## INSTRUCTIONS FOR THE TASK:
Output the line that contains "point: young boy" and every line after it to the end of the entries, with nothing added or left out.

## INFORMATION GIVEN:
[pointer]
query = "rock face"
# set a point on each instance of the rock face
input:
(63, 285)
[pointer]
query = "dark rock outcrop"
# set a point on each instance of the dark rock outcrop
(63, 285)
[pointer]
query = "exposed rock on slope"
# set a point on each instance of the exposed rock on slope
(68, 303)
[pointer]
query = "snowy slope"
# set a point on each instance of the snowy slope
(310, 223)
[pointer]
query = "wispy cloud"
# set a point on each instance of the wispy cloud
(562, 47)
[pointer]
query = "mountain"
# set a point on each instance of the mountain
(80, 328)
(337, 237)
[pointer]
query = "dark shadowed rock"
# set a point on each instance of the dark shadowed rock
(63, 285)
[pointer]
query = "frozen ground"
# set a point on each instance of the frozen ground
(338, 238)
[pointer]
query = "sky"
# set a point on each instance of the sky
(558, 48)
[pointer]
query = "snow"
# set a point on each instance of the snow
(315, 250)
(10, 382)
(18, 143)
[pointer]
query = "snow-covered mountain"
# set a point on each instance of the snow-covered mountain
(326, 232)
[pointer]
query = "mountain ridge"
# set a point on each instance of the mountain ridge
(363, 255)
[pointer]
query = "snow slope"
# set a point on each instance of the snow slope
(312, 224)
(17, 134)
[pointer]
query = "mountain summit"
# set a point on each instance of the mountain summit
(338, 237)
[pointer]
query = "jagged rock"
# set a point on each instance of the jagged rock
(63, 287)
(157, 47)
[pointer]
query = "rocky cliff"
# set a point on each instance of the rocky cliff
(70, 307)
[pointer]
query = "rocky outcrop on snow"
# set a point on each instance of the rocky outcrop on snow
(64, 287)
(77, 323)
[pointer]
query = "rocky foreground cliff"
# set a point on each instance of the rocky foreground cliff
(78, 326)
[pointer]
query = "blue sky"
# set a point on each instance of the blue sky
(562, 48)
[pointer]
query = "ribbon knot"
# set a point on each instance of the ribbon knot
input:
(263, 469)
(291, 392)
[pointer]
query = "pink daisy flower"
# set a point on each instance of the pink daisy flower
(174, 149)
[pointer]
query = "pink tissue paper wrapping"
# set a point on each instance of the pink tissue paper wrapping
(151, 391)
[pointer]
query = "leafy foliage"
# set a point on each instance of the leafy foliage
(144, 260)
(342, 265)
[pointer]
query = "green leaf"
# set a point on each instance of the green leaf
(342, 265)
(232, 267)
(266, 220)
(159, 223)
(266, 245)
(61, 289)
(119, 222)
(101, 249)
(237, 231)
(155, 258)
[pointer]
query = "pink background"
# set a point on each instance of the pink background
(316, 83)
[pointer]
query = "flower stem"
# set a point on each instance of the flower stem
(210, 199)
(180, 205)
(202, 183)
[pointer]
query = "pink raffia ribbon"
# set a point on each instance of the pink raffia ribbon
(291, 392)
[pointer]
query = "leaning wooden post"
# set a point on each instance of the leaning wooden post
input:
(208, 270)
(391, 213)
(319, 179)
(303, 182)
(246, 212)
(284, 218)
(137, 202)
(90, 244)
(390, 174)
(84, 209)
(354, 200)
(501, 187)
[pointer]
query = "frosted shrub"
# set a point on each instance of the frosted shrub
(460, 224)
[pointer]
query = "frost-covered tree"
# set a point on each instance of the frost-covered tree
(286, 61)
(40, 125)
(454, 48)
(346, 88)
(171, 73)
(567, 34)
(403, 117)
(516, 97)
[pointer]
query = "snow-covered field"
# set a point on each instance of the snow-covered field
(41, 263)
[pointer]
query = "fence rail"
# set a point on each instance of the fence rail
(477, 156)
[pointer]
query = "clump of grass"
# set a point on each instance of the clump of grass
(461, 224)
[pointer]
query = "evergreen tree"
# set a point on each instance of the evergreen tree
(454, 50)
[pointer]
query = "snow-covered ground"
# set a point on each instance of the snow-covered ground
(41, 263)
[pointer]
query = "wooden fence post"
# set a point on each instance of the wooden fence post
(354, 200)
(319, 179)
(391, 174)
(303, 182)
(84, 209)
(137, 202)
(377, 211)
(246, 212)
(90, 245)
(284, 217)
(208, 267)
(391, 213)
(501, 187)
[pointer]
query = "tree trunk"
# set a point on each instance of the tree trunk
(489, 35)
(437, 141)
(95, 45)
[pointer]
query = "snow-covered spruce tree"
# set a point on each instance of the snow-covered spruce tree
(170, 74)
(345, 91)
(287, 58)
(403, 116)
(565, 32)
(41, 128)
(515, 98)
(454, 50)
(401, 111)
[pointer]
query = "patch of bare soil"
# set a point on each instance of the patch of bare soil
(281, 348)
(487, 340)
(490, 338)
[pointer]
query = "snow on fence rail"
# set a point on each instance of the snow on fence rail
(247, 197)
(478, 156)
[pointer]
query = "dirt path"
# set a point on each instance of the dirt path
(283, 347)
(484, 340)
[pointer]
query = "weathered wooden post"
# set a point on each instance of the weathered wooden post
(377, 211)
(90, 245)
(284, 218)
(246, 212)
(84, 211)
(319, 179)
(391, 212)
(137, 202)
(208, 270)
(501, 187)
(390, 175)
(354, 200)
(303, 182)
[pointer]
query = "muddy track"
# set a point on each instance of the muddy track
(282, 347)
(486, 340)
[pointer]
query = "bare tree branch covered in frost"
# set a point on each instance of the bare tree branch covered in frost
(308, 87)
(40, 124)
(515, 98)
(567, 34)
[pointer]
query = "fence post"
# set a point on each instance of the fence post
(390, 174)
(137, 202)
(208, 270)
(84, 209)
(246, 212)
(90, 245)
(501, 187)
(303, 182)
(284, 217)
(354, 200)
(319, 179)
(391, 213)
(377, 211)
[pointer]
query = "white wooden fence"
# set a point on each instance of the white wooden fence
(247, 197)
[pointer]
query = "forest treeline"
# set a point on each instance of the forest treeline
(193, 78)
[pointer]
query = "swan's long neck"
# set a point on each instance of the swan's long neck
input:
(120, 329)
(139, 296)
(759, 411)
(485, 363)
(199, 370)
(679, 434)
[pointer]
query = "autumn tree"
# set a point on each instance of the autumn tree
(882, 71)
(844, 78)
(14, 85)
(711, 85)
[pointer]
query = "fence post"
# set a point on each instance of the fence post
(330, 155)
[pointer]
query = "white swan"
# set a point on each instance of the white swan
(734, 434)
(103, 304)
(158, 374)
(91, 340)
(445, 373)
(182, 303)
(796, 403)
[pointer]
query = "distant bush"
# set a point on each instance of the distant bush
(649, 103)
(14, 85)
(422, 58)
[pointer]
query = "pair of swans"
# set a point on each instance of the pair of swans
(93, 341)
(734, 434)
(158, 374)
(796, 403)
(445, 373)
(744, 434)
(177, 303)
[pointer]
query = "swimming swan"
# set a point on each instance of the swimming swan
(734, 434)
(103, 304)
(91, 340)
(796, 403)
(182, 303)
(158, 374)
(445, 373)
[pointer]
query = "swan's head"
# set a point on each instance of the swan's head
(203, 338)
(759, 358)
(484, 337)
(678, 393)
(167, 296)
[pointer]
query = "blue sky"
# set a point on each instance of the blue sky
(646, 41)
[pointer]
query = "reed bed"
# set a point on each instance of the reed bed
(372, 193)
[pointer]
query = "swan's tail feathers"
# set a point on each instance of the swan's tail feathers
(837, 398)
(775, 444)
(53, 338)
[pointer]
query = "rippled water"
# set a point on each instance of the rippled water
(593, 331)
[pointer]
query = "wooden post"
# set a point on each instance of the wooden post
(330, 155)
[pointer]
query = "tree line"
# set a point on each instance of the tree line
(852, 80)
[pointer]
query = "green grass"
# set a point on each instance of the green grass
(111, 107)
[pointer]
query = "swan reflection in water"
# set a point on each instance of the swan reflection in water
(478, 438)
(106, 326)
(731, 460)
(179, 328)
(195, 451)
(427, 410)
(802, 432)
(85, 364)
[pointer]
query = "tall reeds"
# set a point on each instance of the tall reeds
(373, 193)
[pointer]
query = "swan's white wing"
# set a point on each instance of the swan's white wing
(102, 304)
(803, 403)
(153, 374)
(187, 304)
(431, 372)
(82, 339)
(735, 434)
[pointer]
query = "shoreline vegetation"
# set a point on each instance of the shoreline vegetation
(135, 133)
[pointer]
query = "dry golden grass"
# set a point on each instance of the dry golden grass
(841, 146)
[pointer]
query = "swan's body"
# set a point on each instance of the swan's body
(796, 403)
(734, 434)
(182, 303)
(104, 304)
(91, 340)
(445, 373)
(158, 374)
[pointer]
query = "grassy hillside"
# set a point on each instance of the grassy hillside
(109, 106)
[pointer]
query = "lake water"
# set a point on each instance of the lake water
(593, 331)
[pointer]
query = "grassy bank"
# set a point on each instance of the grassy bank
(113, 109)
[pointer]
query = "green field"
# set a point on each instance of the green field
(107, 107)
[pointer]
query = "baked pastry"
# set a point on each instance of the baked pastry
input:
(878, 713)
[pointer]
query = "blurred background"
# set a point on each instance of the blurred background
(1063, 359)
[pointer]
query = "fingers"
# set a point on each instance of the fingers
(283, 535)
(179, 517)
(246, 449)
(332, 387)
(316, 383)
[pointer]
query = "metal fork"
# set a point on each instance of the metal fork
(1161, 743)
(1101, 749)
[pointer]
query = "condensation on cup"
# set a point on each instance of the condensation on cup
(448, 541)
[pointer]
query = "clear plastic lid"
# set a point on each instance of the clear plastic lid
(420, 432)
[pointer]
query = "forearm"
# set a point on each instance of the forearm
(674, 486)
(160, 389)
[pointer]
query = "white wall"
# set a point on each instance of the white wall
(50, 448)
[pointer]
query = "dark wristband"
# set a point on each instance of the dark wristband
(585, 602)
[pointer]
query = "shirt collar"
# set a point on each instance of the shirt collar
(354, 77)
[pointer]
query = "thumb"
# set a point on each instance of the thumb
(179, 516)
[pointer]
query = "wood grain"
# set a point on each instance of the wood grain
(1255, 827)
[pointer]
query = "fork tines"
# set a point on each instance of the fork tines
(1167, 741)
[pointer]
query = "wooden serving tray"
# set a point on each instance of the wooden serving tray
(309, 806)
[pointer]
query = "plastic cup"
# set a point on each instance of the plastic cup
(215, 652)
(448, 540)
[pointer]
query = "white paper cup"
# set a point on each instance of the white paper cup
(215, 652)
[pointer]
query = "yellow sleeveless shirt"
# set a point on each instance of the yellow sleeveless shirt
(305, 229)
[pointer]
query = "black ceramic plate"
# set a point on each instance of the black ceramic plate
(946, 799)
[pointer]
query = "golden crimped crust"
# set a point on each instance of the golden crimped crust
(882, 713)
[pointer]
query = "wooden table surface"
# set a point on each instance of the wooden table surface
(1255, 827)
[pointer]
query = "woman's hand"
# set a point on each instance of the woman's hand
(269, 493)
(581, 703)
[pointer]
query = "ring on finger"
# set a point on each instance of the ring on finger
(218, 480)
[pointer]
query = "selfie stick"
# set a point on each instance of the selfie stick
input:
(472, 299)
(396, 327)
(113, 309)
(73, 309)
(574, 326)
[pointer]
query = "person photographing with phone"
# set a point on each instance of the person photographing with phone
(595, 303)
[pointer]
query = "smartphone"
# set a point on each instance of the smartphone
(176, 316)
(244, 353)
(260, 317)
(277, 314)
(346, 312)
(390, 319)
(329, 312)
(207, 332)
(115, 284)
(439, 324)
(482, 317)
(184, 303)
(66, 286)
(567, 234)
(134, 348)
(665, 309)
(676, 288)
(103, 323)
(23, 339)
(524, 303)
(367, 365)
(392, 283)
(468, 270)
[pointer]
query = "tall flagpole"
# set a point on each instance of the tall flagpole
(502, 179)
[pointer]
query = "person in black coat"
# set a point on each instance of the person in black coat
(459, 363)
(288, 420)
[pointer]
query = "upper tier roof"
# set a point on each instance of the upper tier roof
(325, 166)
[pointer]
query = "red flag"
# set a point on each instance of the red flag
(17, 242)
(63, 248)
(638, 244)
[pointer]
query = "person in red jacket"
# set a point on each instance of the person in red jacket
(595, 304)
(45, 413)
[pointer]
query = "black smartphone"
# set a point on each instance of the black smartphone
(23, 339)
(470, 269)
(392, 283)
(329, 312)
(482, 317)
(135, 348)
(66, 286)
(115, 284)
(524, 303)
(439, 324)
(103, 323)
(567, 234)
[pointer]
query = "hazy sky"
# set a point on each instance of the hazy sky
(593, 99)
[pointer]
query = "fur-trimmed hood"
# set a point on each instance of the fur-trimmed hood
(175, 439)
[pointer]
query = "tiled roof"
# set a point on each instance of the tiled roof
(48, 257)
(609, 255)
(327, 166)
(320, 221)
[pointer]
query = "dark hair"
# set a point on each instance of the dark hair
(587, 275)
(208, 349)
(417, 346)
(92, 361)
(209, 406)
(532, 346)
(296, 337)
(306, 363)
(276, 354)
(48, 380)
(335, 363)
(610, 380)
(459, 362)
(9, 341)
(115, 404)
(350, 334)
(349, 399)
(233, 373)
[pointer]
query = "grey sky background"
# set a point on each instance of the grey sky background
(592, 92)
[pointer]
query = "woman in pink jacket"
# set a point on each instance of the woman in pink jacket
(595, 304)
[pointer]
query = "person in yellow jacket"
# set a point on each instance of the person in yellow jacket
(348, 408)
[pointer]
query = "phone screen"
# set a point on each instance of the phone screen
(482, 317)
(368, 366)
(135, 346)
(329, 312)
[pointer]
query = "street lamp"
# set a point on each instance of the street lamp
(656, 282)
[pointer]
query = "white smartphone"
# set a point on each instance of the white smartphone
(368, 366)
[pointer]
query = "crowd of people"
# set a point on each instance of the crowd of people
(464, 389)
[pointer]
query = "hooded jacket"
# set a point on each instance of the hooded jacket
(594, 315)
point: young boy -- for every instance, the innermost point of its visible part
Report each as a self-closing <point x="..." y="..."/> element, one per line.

## RESPONSE BELOW:
point: young boy -- for every instance, the innermost point of its visible part
Report each as a self-closing <point x="..." y="..."/> element, one per line.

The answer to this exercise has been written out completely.